--- Task to carry out ---
Each line that includes the word "nose" should be copied from the records.

[Image point grounding data]
□ □ □ □ □

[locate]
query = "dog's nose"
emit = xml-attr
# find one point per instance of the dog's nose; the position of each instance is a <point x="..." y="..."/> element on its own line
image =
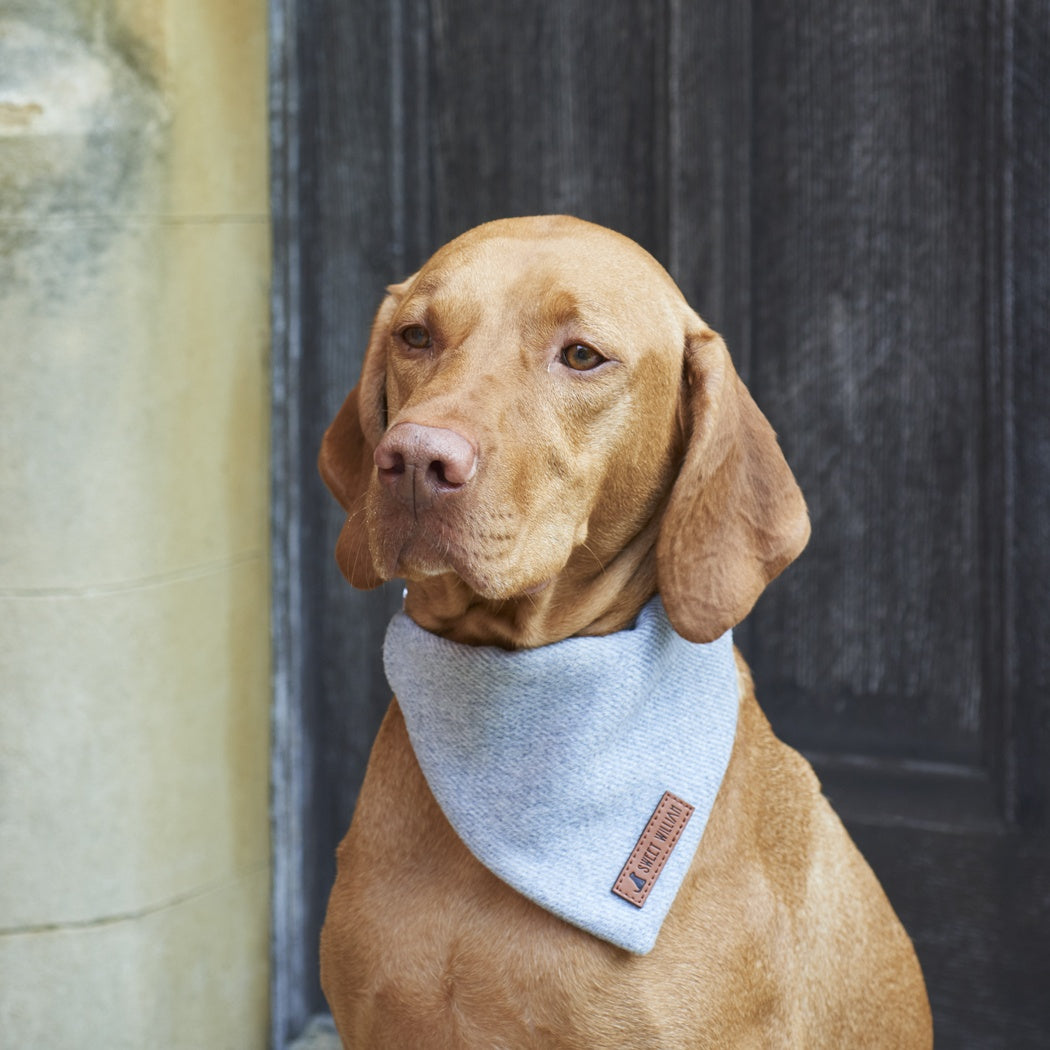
<point x="421" y="464"/>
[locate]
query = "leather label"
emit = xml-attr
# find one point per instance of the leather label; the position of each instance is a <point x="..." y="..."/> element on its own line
<point x="653" y="848"/>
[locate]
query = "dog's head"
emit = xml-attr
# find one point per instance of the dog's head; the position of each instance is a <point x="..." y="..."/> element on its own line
<point x="540" y="396"/>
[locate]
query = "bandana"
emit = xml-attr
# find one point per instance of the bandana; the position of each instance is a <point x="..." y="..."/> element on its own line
<point x="581" y="773"/>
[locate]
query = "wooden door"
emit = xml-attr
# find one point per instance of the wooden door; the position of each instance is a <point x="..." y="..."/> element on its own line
<point x="856" y="194"/>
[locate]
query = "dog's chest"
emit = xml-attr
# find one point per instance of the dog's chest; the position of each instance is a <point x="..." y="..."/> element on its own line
<point x="436" y="951"/>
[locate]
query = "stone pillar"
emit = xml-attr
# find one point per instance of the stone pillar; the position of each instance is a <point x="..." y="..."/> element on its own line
<point x="133" y="524"/>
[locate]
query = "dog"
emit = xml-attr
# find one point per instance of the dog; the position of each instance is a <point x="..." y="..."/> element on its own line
<point x="545" y="440"/>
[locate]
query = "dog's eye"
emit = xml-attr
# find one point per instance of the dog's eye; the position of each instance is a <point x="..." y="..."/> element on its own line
<point x="416" y="336"/>
<point x="581" y="357"/>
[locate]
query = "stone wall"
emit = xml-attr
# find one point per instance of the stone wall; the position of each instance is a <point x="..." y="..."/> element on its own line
<point x="133" y="524"/>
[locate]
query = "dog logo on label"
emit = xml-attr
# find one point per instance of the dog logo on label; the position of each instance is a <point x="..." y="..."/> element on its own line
<point x="652" y="849"/>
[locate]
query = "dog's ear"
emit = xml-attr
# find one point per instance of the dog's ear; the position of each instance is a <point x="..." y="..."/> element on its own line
<point x="736" y="517"/>
<point x="345" y="458"/>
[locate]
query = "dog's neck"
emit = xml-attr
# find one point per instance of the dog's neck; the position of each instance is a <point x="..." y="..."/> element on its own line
<point x="587" y="597"/>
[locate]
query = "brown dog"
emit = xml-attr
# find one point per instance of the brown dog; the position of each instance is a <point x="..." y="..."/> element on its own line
<point x="544" y="436"/>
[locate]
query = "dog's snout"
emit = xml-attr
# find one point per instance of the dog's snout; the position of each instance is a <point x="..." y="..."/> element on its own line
<point x="423" y="463"/>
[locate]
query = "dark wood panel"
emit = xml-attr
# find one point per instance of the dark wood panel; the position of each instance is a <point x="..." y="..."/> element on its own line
<point x="546" y="108"/>
<point x="709" y="166"/>
<point x="1027" y="333"/>
<point x="868" y="267"/>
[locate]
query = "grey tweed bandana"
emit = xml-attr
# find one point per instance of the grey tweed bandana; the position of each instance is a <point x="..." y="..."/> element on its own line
<point x="582" y="773"/>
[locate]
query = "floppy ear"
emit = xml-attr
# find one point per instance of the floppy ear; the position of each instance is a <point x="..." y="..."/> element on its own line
<point x="345" y="459"/>
<point x="736" y="517"/>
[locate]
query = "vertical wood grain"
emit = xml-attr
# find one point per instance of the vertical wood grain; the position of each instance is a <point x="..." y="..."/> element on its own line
<point x="868" y="355"/>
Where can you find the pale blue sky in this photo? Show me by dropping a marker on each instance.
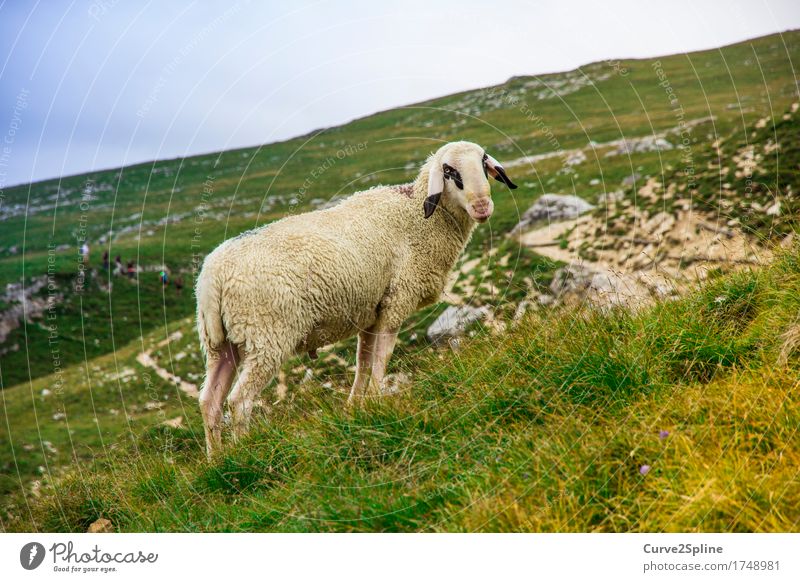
(114, 82)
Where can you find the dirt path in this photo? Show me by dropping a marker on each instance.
(147, 360)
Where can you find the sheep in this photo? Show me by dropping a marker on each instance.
(310, 280)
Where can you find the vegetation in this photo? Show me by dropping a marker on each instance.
(677, 418)
(681, 416)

□ □ □ □ □

--- Exercise output ---
query = "dog's nose"
# find one point per instance of the dog's nose; the position of each instance is a <point x="..." y="..."/> element on its own line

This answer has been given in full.